READING PASSAGE:

# # # # # # #

Slavery Has Never Been Abolished in the United States. In Tennessee, It Could Be Soon.

Mar 03, 2021 at 11:00 am by Brendon Donoho


The following piece is a follow-up to my earlier column: Why it's time to fully abolish slavery in Tennessee. Now.

In a previous column in support of State Sen. Raumesh Akbari’s bill to abolish slavery in the state of Tennessee, I gave my best attempt at a description of America’s remaining and thriving slave labor industry. I’ve attempted to expand on this description here, but I still recommend that those who are seeking more information seek out the mountains of academic work on the topic, particularly that of BIPOC authors and researchers.

While an understanding of what Michelle Alexander dubbed “The New Jim Crow” in her brilliant book of the same name is more prevalent today, the mechanics of just how it works and to what scale are often still obscure to the average citizen.

The entire forced labor market, a multi-billion dollar a year industry which includes more than 4,000 national corporations and thousands of state and private prisons, is balanced precariously upon a single loophole within the 13th amendment of the United States Constitution. Though your high school civics teacher may have glossed over the 13th in its full wording, calling it “the one that banned slavery,” it’s actually the amendment which banned most of the common forms of slavery at the time and left one glaring opening, which quickly came to define private industry and public policy for years to come. See if you can spot it:

“Neither slavery nor involuntary servitude, except as a punishment for crime whereof the party shall have been duly convicted, shall exist within the United States, or any place subject to their jurisdiction.”

So, you see, owning another human being and forcing them to work for little to no pay is wrong and evil, unless they’ve committed a crime. Then, as Theeda Murphy of Tennessee’s No Exceptions Prison Collective put it to me recently, “They become property of the state. They become legally slaves. They can force them to work and they do not have to pay them.”

# # # # # # #

GIVEN RECORDS:

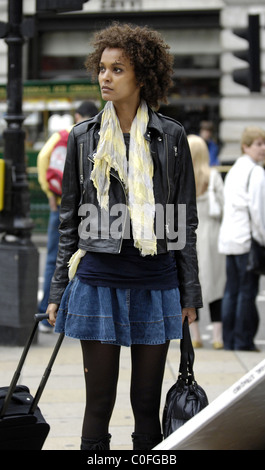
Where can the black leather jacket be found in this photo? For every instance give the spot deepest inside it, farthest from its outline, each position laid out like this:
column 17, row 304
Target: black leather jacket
column 173, row 183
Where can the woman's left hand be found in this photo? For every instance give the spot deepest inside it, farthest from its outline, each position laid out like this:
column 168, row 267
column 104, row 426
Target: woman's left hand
column 190, row 313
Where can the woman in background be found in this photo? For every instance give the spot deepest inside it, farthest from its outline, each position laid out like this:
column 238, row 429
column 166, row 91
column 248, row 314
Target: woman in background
column 209, row 194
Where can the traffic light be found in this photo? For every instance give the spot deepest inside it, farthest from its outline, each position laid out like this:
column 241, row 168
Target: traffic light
column 59, row 6
column 250, row 76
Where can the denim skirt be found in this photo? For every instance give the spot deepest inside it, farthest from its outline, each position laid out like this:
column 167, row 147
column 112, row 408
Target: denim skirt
column 119, row 316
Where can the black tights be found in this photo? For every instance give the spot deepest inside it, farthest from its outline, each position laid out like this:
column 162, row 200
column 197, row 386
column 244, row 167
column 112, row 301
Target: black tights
column 101, row 366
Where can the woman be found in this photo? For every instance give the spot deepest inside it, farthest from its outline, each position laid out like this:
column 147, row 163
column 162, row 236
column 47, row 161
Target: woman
column 122, row 169
column 244, row 192
column 210, row 200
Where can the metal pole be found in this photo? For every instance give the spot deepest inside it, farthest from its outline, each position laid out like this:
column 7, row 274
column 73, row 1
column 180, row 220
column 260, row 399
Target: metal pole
column 19, row 257
column 15, row 217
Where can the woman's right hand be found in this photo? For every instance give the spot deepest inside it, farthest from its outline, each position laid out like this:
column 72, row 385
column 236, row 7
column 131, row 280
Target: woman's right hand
column 52, row 312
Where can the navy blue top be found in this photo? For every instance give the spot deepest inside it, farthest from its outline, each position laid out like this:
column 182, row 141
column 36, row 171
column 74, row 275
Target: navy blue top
column 128, row 269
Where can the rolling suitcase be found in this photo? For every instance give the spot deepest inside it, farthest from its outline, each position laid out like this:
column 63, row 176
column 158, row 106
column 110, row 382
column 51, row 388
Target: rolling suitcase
column 22, row 426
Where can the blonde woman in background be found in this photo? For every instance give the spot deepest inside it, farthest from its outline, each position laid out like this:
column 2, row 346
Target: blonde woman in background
column 209, row 194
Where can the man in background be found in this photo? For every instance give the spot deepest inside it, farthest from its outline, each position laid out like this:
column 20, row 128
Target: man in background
column 85, row 111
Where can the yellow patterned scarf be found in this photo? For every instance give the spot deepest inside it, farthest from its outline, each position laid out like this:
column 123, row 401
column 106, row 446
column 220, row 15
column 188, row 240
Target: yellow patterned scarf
column 137, row 174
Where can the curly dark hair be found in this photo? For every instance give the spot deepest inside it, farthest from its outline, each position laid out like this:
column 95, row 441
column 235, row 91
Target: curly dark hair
column 148, row 54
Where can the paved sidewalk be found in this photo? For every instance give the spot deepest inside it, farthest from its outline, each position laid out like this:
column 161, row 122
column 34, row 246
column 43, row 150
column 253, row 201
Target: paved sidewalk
column 62, row 402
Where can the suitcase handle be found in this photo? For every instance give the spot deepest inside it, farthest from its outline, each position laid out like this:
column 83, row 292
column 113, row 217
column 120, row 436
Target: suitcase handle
column 38, row 317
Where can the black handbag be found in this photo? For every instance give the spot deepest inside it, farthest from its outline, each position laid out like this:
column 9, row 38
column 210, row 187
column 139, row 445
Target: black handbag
column 256, row 258
column 185, row 398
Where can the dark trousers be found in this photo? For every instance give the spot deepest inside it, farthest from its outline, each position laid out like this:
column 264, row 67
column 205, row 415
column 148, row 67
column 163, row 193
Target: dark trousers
column 239, row 312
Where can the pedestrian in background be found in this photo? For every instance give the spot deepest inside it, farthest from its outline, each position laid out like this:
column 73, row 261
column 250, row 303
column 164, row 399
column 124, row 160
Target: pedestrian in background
column 244, row 193
column 210, row 200
column 206, row 132
column 86, row 110
column 128, row 289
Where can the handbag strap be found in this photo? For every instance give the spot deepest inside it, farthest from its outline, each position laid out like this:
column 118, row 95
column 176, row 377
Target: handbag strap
column 187, row 354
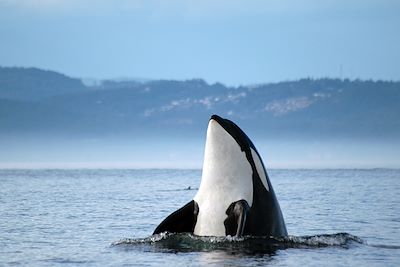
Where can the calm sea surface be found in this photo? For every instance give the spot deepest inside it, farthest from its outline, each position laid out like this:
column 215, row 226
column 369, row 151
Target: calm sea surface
column 106, row 217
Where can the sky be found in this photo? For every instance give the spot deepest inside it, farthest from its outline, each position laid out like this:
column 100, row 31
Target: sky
column 230, row 41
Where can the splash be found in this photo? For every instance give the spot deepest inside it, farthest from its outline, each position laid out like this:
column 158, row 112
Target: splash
column 168, row 242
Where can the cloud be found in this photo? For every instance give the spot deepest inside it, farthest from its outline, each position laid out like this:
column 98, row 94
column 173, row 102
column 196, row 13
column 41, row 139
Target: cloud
column 282, row 107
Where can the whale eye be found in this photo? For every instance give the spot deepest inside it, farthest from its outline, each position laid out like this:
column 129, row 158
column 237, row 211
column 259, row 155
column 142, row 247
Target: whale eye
column 260, row 168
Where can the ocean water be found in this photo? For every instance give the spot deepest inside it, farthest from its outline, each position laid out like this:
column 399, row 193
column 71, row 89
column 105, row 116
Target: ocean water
column 106, row 217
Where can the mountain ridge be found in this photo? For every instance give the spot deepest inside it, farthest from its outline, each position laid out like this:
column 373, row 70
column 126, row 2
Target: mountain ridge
column 33, row 100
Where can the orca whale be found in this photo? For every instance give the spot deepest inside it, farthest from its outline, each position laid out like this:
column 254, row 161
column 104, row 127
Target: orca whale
column 235, row 196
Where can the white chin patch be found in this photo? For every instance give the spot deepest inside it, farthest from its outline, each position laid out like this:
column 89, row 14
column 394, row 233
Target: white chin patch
column 260, row 168
column 226, row 178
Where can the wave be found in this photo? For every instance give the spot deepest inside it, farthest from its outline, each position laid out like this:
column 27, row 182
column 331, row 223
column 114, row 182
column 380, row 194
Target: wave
column 183, row 242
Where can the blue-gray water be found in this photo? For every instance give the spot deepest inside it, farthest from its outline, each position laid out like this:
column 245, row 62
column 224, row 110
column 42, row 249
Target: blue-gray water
column 105, row 218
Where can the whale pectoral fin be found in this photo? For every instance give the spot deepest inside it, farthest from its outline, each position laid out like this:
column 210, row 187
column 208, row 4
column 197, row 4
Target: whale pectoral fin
column 180, row 221
column 236, row 221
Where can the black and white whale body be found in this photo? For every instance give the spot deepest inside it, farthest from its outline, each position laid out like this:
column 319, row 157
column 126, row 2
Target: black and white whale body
column 235, row 196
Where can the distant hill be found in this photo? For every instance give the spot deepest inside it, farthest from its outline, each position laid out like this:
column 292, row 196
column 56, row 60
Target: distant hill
column 37, row 101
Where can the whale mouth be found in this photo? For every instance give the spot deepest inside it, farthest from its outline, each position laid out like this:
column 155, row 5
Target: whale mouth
column 233, row 130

# # # # # # #

EXERCISE INSTRUCTIONS:
1. Copy out the passage from the column on slavery in Tennessee, starting with "Mar 03, 2021" and going on through "the average citizen.".
2. In the column on slavery in Tennessee, how many national corporations does the forced labor market include?

OUTPUTS IN ORDER:
1.
Mar 03, 2021 at 11:00 am by Brendon Donoho


The following piece is a follow-up to my earlier column: Why it's time to fully abolish slavery in Tennessee. Now.

In a previous column in support of State Sen. Raumesh Akbari’s bill to abolish slavery in the state of Tennessee, I gave my best attempt at a description of America’s remaining and thriving slave labor industry. I’ve attempted to expand on this description here, but I still recommend that those who are seeking more information seek out the mountains of academic work on the topic, particularly that of BIPOC authors and researchers.

While an understanding of what Michelle Alexander dubbed “The New Jim Crow” in her brilliant book of the same name is more prevalent today, the mechanics of just how it works and to what scale are often still obscure to the average citizen.

2. More than 4,000.